Puoi convertire tutte le voci seguenti in un CSV a due colonne, "testo" e "risposta", con una riga per ciascuna voce? Metti ogni valore in un unico campo tra virgolette e sostituisci gli a capo con spazi.

--- Dati da elaborare ---

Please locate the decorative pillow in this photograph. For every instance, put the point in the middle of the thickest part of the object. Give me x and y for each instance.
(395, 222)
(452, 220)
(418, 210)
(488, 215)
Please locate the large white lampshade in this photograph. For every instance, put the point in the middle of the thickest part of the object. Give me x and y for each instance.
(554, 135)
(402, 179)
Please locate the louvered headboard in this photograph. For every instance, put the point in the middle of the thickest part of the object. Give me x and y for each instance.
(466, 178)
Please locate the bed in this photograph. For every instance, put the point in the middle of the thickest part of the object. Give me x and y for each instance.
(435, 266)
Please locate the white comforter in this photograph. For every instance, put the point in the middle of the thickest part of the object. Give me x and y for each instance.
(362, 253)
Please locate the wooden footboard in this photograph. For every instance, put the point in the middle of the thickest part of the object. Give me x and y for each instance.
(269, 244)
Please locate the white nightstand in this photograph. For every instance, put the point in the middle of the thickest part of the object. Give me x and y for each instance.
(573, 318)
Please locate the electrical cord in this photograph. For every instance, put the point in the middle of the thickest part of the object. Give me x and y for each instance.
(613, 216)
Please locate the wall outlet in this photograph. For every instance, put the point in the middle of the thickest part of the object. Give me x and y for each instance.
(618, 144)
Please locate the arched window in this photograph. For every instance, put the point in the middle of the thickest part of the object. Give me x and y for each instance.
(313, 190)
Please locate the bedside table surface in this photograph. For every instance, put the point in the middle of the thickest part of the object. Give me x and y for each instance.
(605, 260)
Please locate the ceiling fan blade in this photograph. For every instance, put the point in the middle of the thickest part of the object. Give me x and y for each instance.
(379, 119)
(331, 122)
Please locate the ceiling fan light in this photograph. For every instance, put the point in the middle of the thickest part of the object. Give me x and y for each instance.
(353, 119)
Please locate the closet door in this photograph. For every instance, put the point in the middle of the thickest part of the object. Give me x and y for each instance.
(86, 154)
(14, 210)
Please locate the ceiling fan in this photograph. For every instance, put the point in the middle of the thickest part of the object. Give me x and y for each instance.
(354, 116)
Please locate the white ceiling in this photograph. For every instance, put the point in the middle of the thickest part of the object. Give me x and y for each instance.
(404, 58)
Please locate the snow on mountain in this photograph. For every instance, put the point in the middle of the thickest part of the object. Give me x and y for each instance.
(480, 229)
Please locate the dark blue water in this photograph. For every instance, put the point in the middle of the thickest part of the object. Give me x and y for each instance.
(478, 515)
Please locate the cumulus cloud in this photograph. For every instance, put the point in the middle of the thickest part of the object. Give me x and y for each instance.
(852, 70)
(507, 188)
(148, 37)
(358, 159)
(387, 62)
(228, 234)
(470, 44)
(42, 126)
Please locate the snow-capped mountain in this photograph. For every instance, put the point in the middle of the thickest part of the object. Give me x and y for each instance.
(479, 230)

---

Risultato finale
testo,risposta
"Please locate the decorative pillow in this photograph. For every instance, put the point in the middle of the thickest part of the object. Give me x and y for each instance.","(395, 222) (452, 220) (418, 210) (488, 215)"
"Please locate the large white lampshade in this photograph. For every instance, put the point in the middle of the thickest part of the object. Give me x and y for each instance.","(554, 135) (402, 179)"
"Please locate the louvered headboard in this photograph. For every instance, put the point in the middle of the thickest part of the object. Give me x and y for each instance.","(466, 178)"
"Please locate the bed in this photograph. For every instance, put the point in the middle of the thickest part of the object. Give me x and y for each instance.","(435, 266)"
"Please locate the white comforter in this photograph. For every instance, put the point in the middle of the thickest part of the object. Give me x and y for each instance.","(362, 253)"
"Please locate the wooden footboard in this photograph. For every instance, put the point in the middle of the thickest part of the object. Give me x and y for each instance.","(269, 244)"
"Please locate the white nightstand in this photograph. For every instance, put the point in the middle of the thickest part of the object. Give me x and y for each instance.","(573, 318)"
"Please locate the electrical cord in this photograph. For every instance, put the point in the middle of the thickest part of the object. Give me x and y for each instance.","(613, 216)"
"Please locate the wall outlet in this photograph. For every instance, put the point in the middle of the thickest part of the object. Give me x and y for each instance.","(618, 144)"
"Please locate the arched window in this photograph. For every instance, put the point in the middle of the thickest part of the object. Give me x and y for each instance.","(313, 190)"
"Please locate the bedside table surface in this photograph. For every instance, put the point in the middle of the thickest part of the object. Give me x and y for each instance.","(605, 260)"
"Please locate the ceiling fan blade in this photograph. For every instance, put the point in the middle of the thickest part of the object. Give me x and y for each instance.","(379, 119) (331, 122)"
"Please locate the ceiling fan light in this photograph. For every instance, put the point in the middle of the thickest part of the object. Give me x and y for each instance.","(353, 119)"
"Please locate the closet door in this photograph. For every instance, put the point in the middle of the thickest part of the object. Give me x and y for each instance.","(86, 154) (14, 210)"
"Please locate the ceiling fan in this photograph. For every instance, put the point in the middle of the thickest part of the object. Give me x and y for each instance.","(354, 116)"
"Please locate the white ceiling in this photograph. For every instance, put the point in the middle of the thickest part of the object. Give me x and y for each instance.","(404, 58)"
"Please locate the snow on mountain in this photograph. For every instance, put the point in the middle of the thickest part of the object. Give me x and y for each instance.","(480, 229)"
"Please locate the dark blue water in this photograph. For every instance, put the point in the middle of the thickest part of the object. Give me x and y for each instance.","(478, 515)"
"Please locate the cumulus cloud in this photograph. For every instance, put the point in the middle of the thickest part of the object. Give me x and y for each instance.","(852, 70) (507, 188) (148, 37) (358, 159) (387, 62) (228, 234) (470, 44) (42, 126)"
"Please locate the snow-capped mountain in this photograph. For every instance, put the point in the middle of the thickest part of the object. Give me x and y for each instance.","(479, 230)"